Task requirements:
Please give back only the lines below from the one containing "Each instance of the raised" to the one containing "Outline every instance of the raised", each repeated word for word, both ends included.
===
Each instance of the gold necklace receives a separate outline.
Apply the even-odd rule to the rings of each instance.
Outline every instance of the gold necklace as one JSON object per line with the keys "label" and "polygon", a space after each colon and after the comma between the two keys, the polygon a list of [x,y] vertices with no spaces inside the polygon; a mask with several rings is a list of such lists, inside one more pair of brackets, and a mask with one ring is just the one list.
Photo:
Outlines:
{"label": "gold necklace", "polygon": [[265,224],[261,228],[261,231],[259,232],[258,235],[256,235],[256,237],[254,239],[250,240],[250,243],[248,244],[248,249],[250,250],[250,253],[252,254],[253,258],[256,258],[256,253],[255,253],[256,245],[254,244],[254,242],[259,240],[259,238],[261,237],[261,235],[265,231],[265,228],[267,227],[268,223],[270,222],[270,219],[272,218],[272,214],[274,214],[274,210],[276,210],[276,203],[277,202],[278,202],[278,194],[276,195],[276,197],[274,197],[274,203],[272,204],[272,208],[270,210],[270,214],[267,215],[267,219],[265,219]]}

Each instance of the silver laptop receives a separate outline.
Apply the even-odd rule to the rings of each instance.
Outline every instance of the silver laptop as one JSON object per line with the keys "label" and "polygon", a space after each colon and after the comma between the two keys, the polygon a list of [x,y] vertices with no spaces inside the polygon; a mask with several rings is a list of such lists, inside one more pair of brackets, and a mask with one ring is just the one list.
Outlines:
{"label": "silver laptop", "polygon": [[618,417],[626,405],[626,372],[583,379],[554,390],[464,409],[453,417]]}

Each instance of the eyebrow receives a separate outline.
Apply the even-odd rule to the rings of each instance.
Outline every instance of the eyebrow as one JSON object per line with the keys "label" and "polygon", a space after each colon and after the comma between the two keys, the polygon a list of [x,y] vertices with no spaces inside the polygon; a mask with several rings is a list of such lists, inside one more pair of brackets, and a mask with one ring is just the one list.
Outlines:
===
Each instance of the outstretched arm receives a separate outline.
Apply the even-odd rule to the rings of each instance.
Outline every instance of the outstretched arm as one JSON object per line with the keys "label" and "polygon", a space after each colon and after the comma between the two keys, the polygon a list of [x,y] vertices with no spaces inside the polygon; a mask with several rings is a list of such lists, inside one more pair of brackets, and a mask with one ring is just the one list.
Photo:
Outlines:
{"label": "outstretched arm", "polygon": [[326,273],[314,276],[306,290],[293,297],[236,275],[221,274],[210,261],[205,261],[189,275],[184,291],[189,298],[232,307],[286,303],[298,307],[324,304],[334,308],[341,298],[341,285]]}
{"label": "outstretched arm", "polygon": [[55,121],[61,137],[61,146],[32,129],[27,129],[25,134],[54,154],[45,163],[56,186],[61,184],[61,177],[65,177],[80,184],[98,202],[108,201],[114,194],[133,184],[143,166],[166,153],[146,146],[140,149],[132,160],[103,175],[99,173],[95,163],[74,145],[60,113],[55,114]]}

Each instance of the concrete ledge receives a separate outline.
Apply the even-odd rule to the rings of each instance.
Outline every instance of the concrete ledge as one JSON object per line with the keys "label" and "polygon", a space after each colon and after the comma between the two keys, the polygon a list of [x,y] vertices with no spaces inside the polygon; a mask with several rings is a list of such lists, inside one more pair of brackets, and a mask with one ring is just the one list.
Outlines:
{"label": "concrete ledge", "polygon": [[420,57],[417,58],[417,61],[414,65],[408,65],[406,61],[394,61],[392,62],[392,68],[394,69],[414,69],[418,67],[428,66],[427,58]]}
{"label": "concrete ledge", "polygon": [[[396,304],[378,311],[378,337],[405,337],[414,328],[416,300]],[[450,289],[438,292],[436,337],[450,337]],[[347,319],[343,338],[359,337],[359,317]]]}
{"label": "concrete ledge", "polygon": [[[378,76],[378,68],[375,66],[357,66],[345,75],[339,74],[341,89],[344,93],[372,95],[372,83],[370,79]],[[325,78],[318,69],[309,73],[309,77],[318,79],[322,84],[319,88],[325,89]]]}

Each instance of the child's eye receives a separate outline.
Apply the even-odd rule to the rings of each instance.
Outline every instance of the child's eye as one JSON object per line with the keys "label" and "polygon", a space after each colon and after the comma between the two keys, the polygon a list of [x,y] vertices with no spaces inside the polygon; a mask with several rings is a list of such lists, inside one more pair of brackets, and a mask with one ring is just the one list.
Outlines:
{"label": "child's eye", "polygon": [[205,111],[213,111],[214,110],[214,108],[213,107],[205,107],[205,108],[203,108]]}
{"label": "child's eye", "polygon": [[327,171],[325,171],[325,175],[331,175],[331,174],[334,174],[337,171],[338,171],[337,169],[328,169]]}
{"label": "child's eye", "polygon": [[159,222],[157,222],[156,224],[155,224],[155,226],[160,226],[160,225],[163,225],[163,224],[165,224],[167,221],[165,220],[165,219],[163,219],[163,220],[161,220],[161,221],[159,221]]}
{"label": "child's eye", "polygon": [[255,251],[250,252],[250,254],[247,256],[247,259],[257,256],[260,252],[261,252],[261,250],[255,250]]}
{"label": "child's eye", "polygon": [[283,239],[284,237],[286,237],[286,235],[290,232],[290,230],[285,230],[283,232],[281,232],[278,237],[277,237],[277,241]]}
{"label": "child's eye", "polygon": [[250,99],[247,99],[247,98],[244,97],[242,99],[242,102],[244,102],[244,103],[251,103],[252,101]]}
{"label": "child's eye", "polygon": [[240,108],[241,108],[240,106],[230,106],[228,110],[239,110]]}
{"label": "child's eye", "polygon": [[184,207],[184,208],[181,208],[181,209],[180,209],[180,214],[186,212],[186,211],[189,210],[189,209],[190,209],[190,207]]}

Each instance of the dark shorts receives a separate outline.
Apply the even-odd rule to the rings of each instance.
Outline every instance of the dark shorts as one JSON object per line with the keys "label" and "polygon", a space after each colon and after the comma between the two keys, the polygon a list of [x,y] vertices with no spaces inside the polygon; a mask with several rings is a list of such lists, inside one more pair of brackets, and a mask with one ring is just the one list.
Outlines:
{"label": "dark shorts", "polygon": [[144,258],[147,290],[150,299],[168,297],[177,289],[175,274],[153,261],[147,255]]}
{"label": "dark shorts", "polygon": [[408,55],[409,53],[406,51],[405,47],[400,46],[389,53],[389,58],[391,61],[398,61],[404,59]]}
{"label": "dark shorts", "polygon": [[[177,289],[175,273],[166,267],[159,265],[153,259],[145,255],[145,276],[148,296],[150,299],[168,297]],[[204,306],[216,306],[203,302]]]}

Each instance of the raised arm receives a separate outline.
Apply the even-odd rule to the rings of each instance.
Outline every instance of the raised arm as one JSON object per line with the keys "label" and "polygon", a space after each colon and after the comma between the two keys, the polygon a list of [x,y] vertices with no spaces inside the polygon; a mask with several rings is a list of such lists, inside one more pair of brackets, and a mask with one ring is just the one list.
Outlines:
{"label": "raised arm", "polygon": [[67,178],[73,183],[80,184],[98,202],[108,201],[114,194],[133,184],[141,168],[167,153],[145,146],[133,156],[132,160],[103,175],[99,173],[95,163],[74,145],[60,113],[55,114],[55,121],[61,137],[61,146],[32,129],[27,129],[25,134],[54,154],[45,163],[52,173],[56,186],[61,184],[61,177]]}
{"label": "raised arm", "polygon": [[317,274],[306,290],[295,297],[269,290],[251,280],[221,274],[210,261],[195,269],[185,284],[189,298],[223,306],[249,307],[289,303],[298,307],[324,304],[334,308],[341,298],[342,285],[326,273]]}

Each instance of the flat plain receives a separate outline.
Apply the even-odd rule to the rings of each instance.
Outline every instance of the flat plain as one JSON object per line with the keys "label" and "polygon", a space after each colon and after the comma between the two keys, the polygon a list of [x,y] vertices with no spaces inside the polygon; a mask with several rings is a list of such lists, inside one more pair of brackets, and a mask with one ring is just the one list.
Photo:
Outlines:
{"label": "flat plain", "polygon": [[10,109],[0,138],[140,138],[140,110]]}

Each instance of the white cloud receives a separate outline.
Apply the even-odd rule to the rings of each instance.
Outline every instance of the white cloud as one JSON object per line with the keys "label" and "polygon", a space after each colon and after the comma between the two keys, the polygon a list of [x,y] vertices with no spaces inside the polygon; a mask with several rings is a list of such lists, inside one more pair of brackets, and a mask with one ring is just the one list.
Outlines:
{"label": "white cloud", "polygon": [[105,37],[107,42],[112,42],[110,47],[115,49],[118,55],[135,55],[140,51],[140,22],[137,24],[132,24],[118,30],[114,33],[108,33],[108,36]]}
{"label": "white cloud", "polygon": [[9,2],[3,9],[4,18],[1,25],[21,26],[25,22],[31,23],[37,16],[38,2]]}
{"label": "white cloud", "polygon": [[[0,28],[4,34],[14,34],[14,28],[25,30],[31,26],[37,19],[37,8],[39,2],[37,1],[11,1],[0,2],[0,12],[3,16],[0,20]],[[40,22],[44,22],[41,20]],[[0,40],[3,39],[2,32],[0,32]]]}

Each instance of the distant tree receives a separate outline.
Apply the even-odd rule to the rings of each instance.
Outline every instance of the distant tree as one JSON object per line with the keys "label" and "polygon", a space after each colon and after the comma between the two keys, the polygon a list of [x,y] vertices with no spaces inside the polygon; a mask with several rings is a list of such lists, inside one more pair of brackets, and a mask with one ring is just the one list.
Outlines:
===
Exercise result:
Each instance of the raised arm receives a separate outline.
Apply the even-odd rule to the rings of each instance.
Outline every instance of the raised arm as one JSON object per line with the keys "label" and "polygon", a space after each colon and after the comma between the two keys, the polygon a list of [x,y] vertices with no spaces inside the polygon; a mask with several rings is a list of such lists, inside one more pair of brackets, and a mask with one ring is just the one list.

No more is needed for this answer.